Goal = Rewrite each line of the items below as a numbered list, omitting any blank lines.

Segmentation labeling items
---+---
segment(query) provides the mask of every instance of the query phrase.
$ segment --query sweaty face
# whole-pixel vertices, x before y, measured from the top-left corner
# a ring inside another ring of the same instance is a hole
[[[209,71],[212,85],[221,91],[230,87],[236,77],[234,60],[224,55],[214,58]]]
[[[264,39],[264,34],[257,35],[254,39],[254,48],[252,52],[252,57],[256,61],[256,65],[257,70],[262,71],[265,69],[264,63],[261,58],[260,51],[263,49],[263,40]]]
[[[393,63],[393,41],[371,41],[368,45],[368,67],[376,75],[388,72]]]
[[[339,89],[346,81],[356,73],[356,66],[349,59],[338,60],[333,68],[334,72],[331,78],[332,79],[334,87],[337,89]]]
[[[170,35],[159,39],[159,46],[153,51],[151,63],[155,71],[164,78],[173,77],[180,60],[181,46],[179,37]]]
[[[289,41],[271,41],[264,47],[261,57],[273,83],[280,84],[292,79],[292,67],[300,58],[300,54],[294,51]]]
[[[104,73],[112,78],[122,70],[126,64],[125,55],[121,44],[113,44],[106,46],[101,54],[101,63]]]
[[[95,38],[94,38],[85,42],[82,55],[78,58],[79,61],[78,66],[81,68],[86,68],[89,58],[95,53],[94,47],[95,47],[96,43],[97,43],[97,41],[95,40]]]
---+---
Task solution =
1. segment(query) provides the mask of every instance of the query phrase.
2. $ segment --query sweaty face
3. # whole-pixel vertices, x before y, measured from the top-left corner
4. # a ring inside another ring of the same instance is a hole
5. [[[209,71],[212,85],[221,91],[230,87],[236,77],[234,60],[224,55],[214,58]]]
6. [[[264,39],[264,34],[257,35],[254,39],[254,48],[252,52],[252,57],[256,61],[256,65],[257,70],[262,71],[265,69],[264,63],[261,58],[260,51],[263,49],[263,40]]]
7. [[[393,63],[393,41],[371,41],[368,45],[368,67],[376,75],[388,72]]]
8. [[[339,89],[346,81],[356,73],[356,66],[349,59],[338,60],[333,68],[334,72],[331,78],[332,79],[334,87],[337,89]]]
9. [[[170,35],[159,39],[159,46],[153,51],[151,63],[155,71],[164,78],[173,77],[180,60],[181,46],[179,37]]]
10. [[[289,41],[271,41],[264,47],[261,57],[273,83],[280,84],[292,79],[292,67],[300,58],[300,54],[294,51]]]
11. [[[104,73],[112,78],[122,70],[126,64],[125,55],[121,44],[113,44],[106,46],[101,54],[101,63]]]
12. [[[95,38],[94,38],[85,42],[82,55],[78,58],[79,61],[78,66],[81,68],[86,68],[89,58],[95,53],[94,47],[95,47],[96,43],[97,43],[97,41],[95,40]]]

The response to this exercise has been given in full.